#### Soal Singkat a
Kumpulkan semua baris entri yang memuat kata "white". Perhatikan perbedaan huruf besar dan huruf kecil.

#### Teks Bacaan
=-=-=-=-=
Halaman

Jumat, 17 Februari 2012

Essai


Bangun Negara Seperti Sepak Bola
Oleh: Khatim Arief
Pada awalnya, saya sangat tidak menyukai pertandingan sepak bola. Kenapa? Karena permainan sepak bola bagi saya benar-benar membosankan. Pemainnya hanya berputar-putar di sekitar lapangan hijau. Saya justru pusing menontonnya. Ketika saya beserta keluarga menonton TV, pasti paman akan mengubah channel TV jika ternyata ada yang menayangkan turnamen Foot Ball. Tentu saja saya protes. Paman berbuat semaunya. Saya juga punya hak untuk menonton acara TV yang lain. Waktu itu saya memang menyukai film “Angling Darma” -seperti halnya remaja-remaja di kampung saya- yang ditayangkan setiap malam Kamis di Indosiar. Tapi mau bagaimana lagi? saya tetap kalah dan tak bisa memenuhi keinginan untuk mengikuti cerita legendaris “Angling Darma”, karena paman banyak pendukungnya. Mulai dari kakak, sepupu, dan anak-anak tetangga yang juga ikut nimbrung menonton pertandingan itu. Jika sudah demikian, saya langsung ke kamar saja untuk tidur lebih awal.
Tetapi beberapa bulan kemudian, entah bagaimana ceritanya, ketika duduk di bangku IX Madrasah Tsanawiyah saya berubah haluan. Saya mulai “jatuh hati” pada bola. Saya tidak ingin ketinggalan menonton setiap kompetisinya di channel-channel televisi, Timnas Vs. Tim Gajah Putih atau Timnas Vs Malaysia, misalnya. Mungkin ini berawal dari seringnya keluarga saya menonton sepak bola, hingga saya tidak diberi kesempatan untuk sekedar menonton film kesukaan saya. Mau tak mau, secara terpaksa saya kadang nimbrung juga untuk menonton bola. Tanpa saya sadari, hal ini juga menjadikan saya senang menonton pertandingan sepak bola yang dilakukan teman-teman lelaki saya di lapangan sekolah. Setiap mereka akan bertanding, saya dan teman-teman yang lain pasti dipanggil untuk menjadi supporternya.
=-=-=-=-=
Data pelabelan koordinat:
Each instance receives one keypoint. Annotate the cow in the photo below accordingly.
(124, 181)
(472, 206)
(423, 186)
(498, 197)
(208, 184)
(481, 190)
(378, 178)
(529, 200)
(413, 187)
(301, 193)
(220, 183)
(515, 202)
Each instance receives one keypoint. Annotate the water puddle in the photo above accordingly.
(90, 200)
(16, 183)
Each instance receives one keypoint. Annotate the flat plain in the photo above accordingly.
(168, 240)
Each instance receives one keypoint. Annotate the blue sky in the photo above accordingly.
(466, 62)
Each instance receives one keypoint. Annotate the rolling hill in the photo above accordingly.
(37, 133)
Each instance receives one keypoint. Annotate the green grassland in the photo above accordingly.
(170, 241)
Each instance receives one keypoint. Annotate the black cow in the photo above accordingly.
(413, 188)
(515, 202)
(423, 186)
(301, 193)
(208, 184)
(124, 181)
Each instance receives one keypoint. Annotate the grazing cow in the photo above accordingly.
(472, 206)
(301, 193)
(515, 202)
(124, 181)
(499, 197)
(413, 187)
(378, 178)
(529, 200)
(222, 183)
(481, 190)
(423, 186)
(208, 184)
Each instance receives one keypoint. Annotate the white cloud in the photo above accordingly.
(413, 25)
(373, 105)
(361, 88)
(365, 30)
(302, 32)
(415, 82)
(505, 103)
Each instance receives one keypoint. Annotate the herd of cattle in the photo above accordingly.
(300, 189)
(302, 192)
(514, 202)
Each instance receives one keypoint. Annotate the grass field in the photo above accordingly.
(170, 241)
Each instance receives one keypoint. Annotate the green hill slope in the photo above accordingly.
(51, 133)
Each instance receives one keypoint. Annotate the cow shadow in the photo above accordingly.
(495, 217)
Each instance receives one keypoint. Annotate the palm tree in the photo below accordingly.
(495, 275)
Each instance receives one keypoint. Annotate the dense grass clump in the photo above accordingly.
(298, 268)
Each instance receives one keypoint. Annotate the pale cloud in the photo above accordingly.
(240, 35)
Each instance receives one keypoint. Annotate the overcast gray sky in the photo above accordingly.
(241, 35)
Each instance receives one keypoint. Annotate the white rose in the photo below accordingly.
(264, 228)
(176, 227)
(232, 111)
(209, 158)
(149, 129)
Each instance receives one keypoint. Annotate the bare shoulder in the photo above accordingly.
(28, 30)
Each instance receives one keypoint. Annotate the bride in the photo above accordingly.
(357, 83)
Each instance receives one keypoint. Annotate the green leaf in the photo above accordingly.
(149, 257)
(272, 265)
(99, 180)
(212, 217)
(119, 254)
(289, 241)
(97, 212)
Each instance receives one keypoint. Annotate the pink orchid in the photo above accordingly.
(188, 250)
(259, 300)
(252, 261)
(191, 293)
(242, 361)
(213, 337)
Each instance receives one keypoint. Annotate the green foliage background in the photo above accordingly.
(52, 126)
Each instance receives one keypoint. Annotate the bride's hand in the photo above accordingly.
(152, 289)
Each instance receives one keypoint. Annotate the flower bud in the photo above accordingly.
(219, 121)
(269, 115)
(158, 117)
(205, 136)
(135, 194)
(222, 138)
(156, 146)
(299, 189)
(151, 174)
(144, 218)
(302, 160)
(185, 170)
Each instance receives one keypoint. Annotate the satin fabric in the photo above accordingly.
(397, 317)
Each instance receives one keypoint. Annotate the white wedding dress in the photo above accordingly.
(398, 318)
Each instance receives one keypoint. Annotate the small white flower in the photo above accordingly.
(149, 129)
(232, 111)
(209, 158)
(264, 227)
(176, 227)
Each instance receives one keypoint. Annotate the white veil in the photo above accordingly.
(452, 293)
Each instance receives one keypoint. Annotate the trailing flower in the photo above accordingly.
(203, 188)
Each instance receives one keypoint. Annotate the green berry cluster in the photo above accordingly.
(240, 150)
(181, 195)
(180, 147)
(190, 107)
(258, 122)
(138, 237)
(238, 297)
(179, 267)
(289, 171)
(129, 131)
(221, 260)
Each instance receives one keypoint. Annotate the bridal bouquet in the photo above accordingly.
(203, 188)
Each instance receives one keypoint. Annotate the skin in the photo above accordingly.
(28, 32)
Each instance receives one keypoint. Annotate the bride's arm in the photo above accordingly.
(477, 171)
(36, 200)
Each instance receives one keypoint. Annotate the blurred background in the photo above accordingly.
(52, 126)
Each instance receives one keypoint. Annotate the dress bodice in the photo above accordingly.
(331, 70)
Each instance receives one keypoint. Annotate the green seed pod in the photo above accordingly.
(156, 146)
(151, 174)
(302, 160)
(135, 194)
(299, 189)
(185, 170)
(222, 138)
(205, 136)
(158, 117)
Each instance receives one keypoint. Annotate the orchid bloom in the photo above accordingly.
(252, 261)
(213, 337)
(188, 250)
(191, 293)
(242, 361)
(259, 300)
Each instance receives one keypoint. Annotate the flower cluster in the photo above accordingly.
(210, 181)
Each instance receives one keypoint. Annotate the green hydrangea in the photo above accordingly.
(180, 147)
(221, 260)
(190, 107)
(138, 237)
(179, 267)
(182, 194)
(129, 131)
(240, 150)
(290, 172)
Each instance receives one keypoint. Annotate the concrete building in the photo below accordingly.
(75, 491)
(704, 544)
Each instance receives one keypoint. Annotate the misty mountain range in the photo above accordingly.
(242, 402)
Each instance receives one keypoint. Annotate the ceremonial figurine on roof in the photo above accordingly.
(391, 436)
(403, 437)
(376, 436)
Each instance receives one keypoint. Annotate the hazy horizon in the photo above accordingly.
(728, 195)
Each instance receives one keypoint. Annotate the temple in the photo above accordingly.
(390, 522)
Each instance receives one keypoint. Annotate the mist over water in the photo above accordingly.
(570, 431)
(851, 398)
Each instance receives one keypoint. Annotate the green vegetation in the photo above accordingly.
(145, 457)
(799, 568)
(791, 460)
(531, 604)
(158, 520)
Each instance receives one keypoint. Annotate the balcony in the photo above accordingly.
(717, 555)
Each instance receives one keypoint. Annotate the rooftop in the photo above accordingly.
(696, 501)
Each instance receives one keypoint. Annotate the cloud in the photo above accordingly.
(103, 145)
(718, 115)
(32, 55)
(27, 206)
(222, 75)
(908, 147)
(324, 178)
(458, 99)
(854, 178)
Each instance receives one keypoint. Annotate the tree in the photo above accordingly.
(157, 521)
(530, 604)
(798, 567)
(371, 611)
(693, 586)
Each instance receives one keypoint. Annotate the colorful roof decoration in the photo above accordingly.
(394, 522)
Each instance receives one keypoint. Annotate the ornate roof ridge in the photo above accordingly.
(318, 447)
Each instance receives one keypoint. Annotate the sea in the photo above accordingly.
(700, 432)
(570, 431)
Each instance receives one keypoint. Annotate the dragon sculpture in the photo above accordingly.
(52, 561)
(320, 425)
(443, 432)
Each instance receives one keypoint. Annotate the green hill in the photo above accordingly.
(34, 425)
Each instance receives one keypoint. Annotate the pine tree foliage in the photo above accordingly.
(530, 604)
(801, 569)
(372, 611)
=-=-=-=-=
#### Soal Singkat b
Dalam esai tentang sepak bola, film apa yang disukai penulis dan ditayangkan setiap malam Kamis di Indosiar?

#### Jawaban yang Diharapkan a
Each instance receives one keypoint. Annotate the white cloud in the photo above accordingly.
Each instance receives one keypoint. Annotate the white rose in the photo below accordingly.
Each instance receives one keypoint. Annotate the white wedding dress in the photo above accordingly.
Each instance receives one keypoint. Annotate the small white flower in the photo above accordingly.
Each instance receives one keypoint. Annotate the white veil in the photo above accordingly.

#### Jawaban yang Diharapkan b
Film "Angling Darma".